§ **O que fazer**
Copie tudo, da linha que contém "step, it would be much appreciated." até a linha que contém "182), (127, 179)]", e substitua "mask" por "region" sem alterar mais nada.

§ **Trecho dos dados**
* * * * *

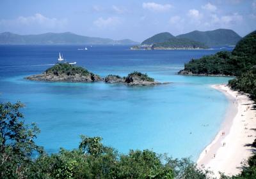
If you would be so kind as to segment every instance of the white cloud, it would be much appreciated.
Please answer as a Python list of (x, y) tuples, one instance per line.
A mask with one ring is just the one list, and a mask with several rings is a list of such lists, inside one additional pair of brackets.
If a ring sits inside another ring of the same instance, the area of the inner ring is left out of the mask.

* * * * *

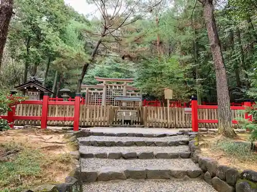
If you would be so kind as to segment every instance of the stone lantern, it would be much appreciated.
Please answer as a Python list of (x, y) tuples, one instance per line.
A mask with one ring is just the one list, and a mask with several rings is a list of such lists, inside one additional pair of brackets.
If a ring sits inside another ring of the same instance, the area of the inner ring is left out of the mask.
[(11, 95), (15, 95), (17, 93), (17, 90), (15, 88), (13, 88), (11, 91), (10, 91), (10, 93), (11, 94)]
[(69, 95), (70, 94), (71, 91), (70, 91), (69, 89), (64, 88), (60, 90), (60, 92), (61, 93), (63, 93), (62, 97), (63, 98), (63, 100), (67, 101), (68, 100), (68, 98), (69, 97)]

* * * * *

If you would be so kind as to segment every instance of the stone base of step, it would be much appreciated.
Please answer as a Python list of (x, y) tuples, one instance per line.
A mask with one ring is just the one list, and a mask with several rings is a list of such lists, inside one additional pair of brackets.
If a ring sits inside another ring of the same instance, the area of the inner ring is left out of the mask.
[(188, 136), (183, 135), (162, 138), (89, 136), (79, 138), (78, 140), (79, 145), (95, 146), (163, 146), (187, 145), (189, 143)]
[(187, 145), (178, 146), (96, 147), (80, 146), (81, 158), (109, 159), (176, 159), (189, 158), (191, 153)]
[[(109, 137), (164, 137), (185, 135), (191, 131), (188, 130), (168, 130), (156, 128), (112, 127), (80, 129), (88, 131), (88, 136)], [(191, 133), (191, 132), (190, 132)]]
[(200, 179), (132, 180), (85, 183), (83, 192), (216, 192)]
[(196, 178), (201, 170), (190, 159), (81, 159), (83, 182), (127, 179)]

* * * * *

§ **Resposta**
If you would be so kind as to segment every instance of the stone base of step, it would be much appreciated.
Please answer as a Python list of (x, y) tuples, one instance per line.
A region with one ring is just the one list, and a region with several rings is a list of such lists, inside one additional pair of brackets.
If a ring sits inside another ring of the same instance, the area of the inner ring is left out of the region.
[(188, 136), (183, 135), (162, 138), (89, 136), (79, 138), (78, 140), (79, 145), (95, 146), (163, 146), (187, 145), (189, 143)]
[(187, 145), (178, 146), (96, 147), (80, 146), (81, 158), (109, 159), (176, 159), (189, 158), (191, 153)]
[[(109, 137), (164, 137), (185, 135), (191, 131), (188, 130), (168, 130), (156, 128), (112, 127), (80, 129), (88, 131), (88, 136)], [(191, 133), (191, 132), (190, 132)]]
[(200, 179), (132, 180), (85, 183), (83, 192), (216, 192)]
[(196, 178), (201, 170), (190, 159), (81, 159), (83, 182), (127, 179)]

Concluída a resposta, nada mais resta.